──────── DATA SUPPLIED ────────

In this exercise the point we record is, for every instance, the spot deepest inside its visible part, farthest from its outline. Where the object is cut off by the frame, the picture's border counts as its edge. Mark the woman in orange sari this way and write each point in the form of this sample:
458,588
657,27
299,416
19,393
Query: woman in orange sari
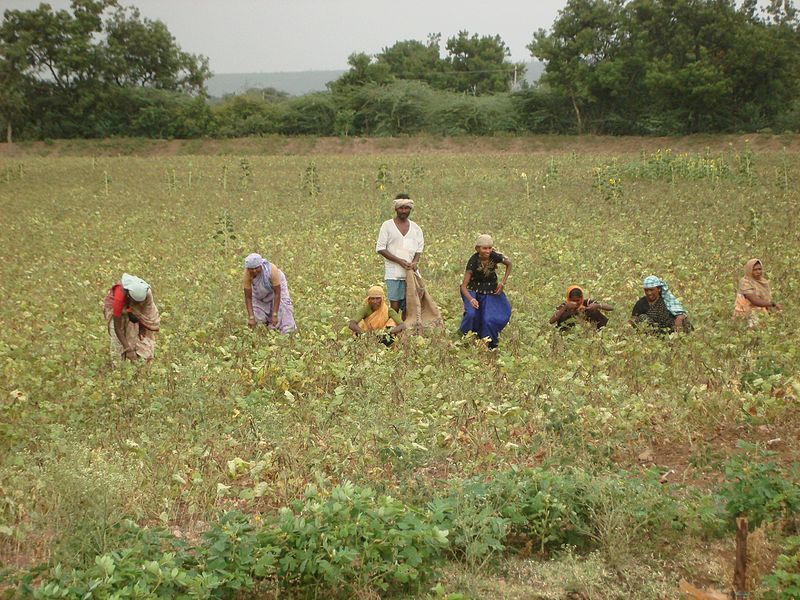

────────

Format every line of the records above as a numbered list, skipping blank lines. Leave the pictures out of your answer.

(OUTPUT FOR THIS EXERCISE)
1. In this exercise the point we record is, for every instance, the spot deepest inside its visible part, farthest from its outline. Where the object is cut off by the frame, the picture's border counts as its edge. Mark the woman in orange sari this way and write each point in the form of this sample:
2. 458,588
3. 657,27
4. 299,416
5. 19,393
6. Query: woman in orange sari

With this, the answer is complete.